Supplied material
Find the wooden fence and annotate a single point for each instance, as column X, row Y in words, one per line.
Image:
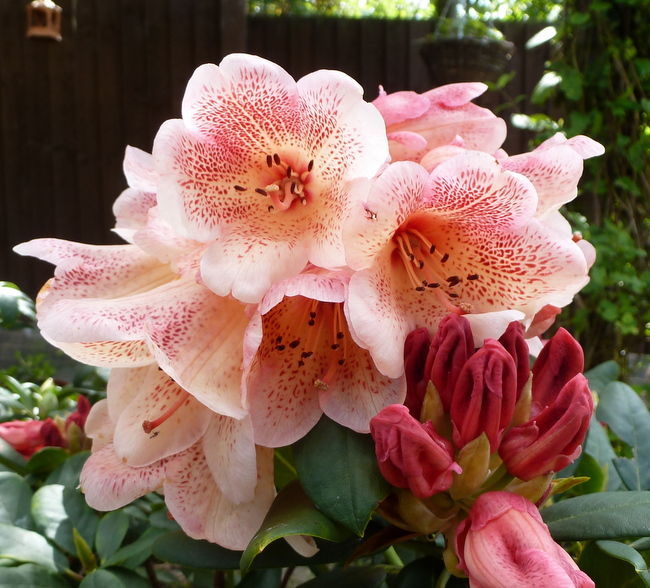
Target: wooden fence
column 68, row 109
==
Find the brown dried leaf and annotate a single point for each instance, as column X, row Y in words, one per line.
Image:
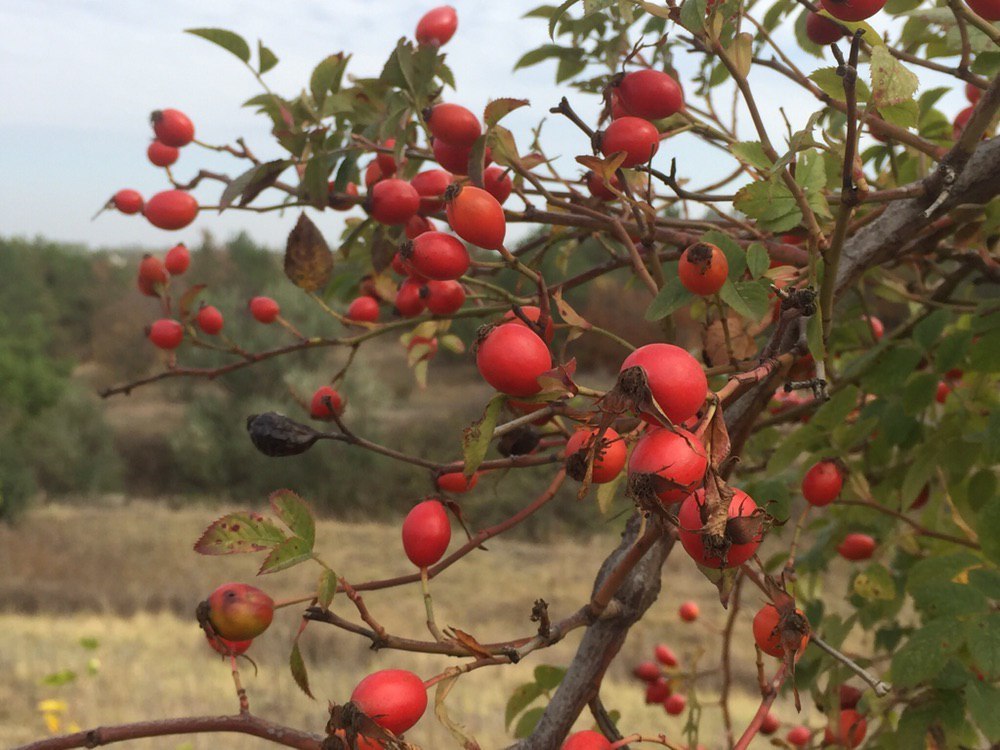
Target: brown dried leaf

Directions
Switch "dried" to "fallen" in the part of the items that opens with the line containing "Find the brown" and closes with the line containing "Target: brown dried leaf", and give those lines again with nothing else changed. Leave the pictures out of your answer.

The reply
Find the brown fallen leaf and annotate a single point for each instance, as column X, row Y in words, one per line.
Image:
Target: brown fallen leaf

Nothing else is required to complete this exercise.